:: Work to do ::
Gather every line from the items below that contains the string "hair". Case counts.

:: Data rows ::
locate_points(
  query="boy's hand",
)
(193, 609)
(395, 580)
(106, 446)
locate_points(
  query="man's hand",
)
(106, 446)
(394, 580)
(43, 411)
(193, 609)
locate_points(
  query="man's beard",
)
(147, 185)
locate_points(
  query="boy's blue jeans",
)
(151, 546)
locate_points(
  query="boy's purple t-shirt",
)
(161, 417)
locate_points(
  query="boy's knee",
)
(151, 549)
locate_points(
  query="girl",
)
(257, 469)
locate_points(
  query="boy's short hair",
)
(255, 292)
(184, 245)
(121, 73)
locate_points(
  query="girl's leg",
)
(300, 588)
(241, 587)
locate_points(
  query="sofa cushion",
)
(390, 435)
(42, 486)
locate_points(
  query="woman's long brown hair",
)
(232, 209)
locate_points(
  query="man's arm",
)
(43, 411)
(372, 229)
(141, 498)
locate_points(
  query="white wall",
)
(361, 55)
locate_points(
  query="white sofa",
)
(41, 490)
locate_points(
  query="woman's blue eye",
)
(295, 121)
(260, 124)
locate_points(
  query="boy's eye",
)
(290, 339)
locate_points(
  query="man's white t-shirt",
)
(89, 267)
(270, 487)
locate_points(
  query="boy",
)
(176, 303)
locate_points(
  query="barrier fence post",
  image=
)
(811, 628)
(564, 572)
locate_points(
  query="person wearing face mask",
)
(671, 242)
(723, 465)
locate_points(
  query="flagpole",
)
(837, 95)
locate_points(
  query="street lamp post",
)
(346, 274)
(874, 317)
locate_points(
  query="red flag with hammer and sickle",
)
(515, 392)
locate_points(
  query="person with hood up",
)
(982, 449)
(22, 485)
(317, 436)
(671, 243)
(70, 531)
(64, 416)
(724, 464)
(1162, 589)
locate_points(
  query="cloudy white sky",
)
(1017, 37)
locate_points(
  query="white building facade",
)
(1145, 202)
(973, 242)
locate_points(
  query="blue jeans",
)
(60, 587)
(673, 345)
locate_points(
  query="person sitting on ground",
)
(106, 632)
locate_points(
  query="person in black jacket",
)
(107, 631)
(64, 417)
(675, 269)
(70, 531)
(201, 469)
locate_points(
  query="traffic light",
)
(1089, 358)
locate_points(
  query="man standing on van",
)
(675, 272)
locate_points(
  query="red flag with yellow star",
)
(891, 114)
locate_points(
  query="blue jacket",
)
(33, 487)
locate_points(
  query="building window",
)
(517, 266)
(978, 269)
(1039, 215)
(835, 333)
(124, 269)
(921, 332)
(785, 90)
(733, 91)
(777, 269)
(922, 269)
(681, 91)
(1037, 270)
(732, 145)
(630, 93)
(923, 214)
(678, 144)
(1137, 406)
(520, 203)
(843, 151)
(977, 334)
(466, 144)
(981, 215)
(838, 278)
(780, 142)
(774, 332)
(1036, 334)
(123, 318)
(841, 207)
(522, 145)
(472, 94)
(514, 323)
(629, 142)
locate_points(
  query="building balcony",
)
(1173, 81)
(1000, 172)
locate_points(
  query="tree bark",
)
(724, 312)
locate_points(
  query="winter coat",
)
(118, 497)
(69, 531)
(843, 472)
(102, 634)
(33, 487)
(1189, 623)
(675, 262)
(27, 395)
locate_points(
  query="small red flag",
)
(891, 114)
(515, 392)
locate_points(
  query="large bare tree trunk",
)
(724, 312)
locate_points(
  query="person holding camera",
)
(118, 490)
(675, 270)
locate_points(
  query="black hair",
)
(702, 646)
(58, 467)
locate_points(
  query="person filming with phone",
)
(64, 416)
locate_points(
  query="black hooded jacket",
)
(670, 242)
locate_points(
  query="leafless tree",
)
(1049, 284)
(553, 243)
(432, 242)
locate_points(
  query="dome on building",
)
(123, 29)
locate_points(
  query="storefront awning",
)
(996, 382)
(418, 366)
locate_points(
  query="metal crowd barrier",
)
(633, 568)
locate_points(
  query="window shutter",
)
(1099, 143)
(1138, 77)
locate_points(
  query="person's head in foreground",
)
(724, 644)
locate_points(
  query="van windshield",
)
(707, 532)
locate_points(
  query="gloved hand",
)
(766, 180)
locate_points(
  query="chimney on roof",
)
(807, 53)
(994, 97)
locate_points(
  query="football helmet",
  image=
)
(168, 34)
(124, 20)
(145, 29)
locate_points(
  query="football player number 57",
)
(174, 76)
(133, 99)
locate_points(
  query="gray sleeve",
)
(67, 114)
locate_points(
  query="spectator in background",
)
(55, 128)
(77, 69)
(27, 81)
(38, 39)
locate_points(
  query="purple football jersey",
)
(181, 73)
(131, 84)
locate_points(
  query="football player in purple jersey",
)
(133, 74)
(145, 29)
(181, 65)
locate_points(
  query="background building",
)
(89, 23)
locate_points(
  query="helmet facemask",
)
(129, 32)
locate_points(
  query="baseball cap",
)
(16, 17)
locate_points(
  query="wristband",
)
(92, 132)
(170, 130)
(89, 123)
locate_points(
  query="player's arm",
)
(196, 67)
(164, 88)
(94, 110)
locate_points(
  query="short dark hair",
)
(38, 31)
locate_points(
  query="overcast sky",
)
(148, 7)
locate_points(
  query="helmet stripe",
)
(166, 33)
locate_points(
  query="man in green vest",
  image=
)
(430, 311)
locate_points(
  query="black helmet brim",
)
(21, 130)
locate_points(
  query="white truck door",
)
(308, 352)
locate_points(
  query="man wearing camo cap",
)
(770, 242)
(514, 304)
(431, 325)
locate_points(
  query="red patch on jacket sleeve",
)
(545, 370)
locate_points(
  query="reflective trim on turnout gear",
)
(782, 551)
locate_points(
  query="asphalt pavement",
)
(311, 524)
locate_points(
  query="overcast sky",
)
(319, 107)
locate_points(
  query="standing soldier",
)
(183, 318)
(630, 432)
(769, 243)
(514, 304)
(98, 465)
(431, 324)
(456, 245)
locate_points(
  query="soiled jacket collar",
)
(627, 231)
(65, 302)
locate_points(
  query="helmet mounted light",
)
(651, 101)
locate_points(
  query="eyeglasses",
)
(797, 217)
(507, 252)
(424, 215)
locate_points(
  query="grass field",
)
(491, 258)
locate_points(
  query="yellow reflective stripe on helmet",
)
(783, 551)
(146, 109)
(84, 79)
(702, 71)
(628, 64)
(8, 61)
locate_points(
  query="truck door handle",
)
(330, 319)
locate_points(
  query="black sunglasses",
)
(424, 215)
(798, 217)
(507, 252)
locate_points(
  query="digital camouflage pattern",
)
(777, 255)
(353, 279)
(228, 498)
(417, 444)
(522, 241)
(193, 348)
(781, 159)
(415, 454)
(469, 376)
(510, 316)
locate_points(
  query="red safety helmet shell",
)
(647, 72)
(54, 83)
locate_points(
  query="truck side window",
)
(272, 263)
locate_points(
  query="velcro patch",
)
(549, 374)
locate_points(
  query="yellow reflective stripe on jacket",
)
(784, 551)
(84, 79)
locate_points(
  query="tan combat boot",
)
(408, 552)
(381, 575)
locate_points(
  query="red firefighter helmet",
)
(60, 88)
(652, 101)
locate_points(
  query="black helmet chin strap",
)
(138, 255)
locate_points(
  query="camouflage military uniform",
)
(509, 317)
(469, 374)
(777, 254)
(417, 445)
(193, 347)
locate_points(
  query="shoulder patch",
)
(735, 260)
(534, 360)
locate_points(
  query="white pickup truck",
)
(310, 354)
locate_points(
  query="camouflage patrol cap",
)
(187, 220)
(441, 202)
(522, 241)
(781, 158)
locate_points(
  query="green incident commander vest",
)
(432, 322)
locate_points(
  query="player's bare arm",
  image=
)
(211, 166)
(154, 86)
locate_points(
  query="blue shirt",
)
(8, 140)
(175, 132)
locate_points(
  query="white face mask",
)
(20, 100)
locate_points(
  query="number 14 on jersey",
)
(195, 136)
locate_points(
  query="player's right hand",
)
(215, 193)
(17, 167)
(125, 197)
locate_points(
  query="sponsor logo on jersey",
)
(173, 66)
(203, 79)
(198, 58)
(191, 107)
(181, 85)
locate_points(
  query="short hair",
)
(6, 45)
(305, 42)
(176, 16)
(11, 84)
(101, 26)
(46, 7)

:: Result ::
  query="boy's short hair",
  query="woman's long brown hair",
  query="black hair",
  query="short dark hair",
  query="short hair",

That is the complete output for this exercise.